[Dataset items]
#####
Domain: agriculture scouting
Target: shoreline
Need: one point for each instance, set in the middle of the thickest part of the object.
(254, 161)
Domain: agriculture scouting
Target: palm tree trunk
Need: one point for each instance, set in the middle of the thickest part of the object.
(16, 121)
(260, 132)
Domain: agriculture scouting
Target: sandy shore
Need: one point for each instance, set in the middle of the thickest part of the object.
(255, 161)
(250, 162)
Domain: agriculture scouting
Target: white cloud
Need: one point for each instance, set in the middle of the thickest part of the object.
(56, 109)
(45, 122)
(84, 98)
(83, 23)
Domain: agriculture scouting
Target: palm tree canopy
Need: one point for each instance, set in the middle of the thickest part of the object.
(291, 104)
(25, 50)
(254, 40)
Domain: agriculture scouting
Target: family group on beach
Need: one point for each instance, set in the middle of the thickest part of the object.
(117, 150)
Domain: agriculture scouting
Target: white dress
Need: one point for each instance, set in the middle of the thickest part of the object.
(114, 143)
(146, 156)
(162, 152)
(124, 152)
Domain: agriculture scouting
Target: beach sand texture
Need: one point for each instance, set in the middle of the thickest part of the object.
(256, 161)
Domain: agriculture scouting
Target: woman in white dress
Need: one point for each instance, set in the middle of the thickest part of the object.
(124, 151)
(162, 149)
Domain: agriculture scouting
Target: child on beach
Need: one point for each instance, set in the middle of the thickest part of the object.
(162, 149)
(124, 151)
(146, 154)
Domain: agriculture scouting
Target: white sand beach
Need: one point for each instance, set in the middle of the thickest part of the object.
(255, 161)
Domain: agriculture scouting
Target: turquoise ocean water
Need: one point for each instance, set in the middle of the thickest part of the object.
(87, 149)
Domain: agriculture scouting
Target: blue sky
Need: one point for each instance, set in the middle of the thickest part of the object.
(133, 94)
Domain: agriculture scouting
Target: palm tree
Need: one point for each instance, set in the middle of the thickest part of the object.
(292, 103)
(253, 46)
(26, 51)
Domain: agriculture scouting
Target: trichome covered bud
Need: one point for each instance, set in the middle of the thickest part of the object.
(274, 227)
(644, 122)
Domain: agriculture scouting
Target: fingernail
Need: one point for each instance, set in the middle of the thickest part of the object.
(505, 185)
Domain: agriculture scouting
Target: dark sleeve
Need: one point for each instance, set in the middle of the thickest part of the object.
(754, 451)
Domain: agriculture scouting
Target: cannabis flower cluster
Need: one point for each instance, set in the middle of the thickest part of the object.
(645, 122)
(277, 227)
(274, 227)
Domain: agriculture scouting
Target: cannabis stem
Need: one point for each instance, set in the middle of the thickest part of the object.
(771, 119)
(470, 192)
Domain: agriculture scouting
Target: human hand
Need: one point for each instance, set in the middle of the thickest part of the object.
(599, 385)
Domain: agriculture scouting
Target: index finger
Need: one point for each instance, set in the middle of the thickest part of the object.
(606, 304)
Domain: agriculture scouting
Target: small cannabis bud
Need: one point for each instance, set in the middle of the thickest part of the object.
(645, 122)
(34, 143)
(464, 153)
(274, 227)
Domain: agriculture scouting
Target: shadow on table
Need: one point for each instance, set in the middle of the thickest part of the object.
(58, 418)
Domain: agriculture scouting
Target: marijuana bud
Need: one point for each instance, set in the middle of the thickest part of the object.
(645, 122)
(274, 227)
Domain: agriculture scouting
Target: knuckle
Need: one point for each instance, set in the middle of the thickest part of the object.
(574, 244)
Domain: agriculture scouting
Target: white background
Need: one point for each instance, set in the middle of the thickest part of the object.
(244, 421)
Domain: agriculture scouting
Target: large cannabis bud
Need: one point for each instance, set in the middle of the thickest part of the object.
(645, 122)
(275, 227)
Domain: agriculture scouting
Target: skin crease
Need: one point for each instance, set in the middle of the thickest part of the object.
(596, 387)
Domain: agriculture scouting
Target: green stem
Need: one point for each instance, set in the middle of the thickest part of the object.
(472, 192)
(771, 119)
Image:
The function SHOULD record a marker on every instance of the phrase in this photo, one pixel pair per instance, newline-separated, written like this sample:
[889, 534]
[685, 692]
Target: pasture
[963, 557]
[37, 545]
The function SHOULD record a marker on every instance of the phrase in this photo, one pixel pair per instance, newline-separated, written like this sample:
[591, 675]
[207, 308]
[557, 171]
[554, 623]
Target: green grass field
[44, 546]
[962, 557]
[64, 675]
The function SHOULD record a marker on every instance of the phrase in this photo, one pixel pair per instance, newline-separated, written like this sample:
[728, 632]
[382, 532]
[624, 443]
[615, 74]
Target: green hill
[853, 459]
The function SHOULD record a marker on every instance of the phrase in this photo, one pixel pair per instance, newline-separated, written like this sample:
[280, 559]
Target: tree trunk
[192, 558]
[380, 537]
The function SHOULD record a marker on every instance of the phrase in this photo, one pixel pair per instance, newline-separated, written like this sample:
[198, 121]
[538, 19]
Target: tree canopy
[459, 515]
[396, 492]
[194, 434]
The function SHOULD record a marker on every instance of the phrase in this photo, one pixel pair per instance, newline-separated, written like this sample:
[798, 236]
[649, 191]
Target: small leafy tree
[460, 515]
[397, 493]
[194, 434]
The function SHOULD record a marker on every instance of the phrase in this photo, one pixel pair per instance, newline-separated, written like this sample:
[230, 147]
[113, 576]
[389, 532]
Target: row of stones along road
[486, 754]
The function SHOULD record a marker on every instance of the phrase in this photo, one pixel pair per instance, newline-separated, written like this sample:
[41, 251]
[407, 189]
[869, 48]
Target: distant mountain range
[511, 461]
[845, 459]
#####
What is asked: Reproduce every entry shown above, precisely as it stands.

Full output:
Domain: agriculture scouting
Target: shoreline
Need: one point for each instance, set in the middle of the thickest part of the object.
(254, 161)
Domain: agriculture scouting
Target: palm tree trunk
Need: one point for each instance, set in the middle of the thickest part of the object.
(16, 121)
(260, 132)
Domain: agriculture scouting
Target: sandy shore
Need: one point for each instance, set in the middle of the thickest part of the object.
(255, 161)
(250, 162)
Domain: agriculture scouting
Target: white cloud
Need: one point for each instance, set in the middle of the thickest part of the object.
(56, 109)
(45, 122)
(84, 98)
(83, 23)
Domain: agriculture scouting
Target: palm tree canopy
Need: one point for each instance, set in the middle of the thickest part of the object.
(291, 104)
(25, 50)
(254, 40)
Domain: agriculture scouting
Target: family group on beach
Need: one point for each instance, set in the middle of the thickest part of the object.
(117, 150)
Domain: agriculture scouting
Target: white dress
Need: one point for each instance, set in the middle of the thickest part of the object.
(114, 143)
(146, 156)
(162, 152)
(124, 152)
Domain: agriculture scouting
Target: beach sand texture
Need: one point for each instance, set in the middle of the thickest part of the object.
(256, 161)
Domain: agriculture scouting
Target: woman in white dress
Need: one point for each instance, set in the middle of the thickest part of the object.
(124, 151)
(162, 149)
Domain: agriculture scouting
Target: child on beach
Need: one point for each instance, set in the middle of the thickest part of the object.
(162, 149)
(124, 151)
(146, 154)
Domain: agriculture scouting
Target: white sand beach
Need: one point for each instance, set in the middle of the thickest part of the object.
(255, 161)
Domain: agriculture scouting
Target: turquoise ocean water
Need: one point for each instance, set in the middle of the thickest part of the object.
(87, 149)
Domain: agriculture scouting
Target: blue sky
Need: one point for each instance, set in the middle of the thickest part of the object.
(133, 94)
Domain: agriculture scouting
Target: palm tree
Need: one point for each instance, set in the middle of the thickest part of the object.
(292, 103)
(253, 46)
(26, 51)
Domain: agriculture scouting
Target: trichome covered bud
Need: one point for each instance, set in the middle of the thickest part of the object.
(274, 227)
(644, 122)
Domain: agriculture scouting
Target: fingernail
Need: one point for each instance, set in the middle of the thickest part of the object.
(505, 185)
Domain: agriculture scouting
Target: dark sleeve
Need: one point for each instance, set in the middle of the thickest part of the object.
(754, 451)
Domain: agriculture scouting
Target: cannabis flower cluster
Need: one point for each instance, set in the middle of the thickest part of the object.
(645, 122)
(277, 227)
(274, 227)
Domain: agriculture scouting
Target: cannabis stem
Need: one point for each instance, set in the middle of the thickest part of the object.
(771, 119)
(470, 192)
Domain: agriculture scouting
Target: human hand
Need: one point for each instance, set in the middle of the thickest part of the object.
(599, 385)
Domain: agriculture scouting
Target: index finger
Need: one point for each instance, set in the middle of the thickest part of the object.
(606, 304)
Domain: agriculture scouting
Target: small cannabis bud
Need: one point for each instance, set in the middle of the thickest part of the object.
(645, 122)
(34, 143)
(464, 153)
(274, 227)
Domain: agriculture scouting
Target: shadow on table
Need: one point for each instance, set in the middle of the thickest part of the object.
(58, 418)
Domain: agriculture scouting
Target: marijuana bud
Need: one point for each instance, set in the middle of the thickest part of the object.
(645, 122)
(274, 227)
Domain: agriculture scouting
Target: knuckle
Need: one point for each instance, set in the middle of the thickest part of the object.
(574, 244)
Domain: agriculture scouting
Target: white background
Need: one point for each instance, set in the middle of the thickest part of the object.
(244, 421)
Domain: agriculture scouting
Target: large cannabis bud
Need: one point for each instance, set in the middle of the thickest part of the object.
(645, 122)
(275, 227)
Domain: agriculture scouting
Target: skin crease
Need: one point for each instance, set in the middle of the thickest part of the object.
(596, 387)
Domain: agriculture scouting
Target: green stem
Need: one point for each instance, set in the middle of the thickest part of the object.
(472, 192)
(771, 119)
Image:
The function SHOULD record a marker on every instance of the phrase in this photo, one pixel pair per instance, newline-separated, written like this sample:
[889, 534]
[685, 692]
Target: pasture
[963, 557]
[37, 545]
The function SHOULD record a marker on every instance of the phrase in this photo, one pixel pair per instance, newline-separated, written like this sample:
[591, 675]
[207, 308]
[557, 171]
[554, 623]
Target: green grass field
[44, 546]
[962, 557]
[64, 675]
The function SHOULD record a marker on every instance of the phrase in this photo, one pixel pair per instance, newline-separated, written like this sample:
[728, 632]
[382, 532]
[624, 443]
[615, 74]
Target: green hill
[853, 459]
The function SHOULD record a marker on every instance of the phrase in this photo, one pixel pair per instance, newline-separated, written like this sample:
[280, 559]
Target: tree trunk
[192, 558]
[380, 537]
The function SHOULD record a marker on every instance of the phrase in this photo, one pixel pair per instance, newline-separated, written like this sample:
[198, 121]
[538, 19]
Target: tree canopy
[459, 515]
[396, 492]
[194, 434]
The function SHOULD record a marker on every instance of the phrase in this photo, one pixel pair per instance, newline-separated, written like this sample:
[798, 236]
[649, 191]
Target: small leafy tree
[460, 515]
[397, 493]
[194, 434]
The function SHOULD record a marker on every instance of the phrase in this photo, one pixel pair per instance, newline-separated, written like this sample:
[230, 147]
[113, 576]
[389, 532]
Target: row of stones along road
[486, 754]
The function SHOULD record a marker on every instance of the phrase in this photo, one pixel pair per instance, newline-separated, written like this sample:
[41, 251]
[407, 189]
[869, 48]
Target: distant mountain range
[511, 461]
[845, 459]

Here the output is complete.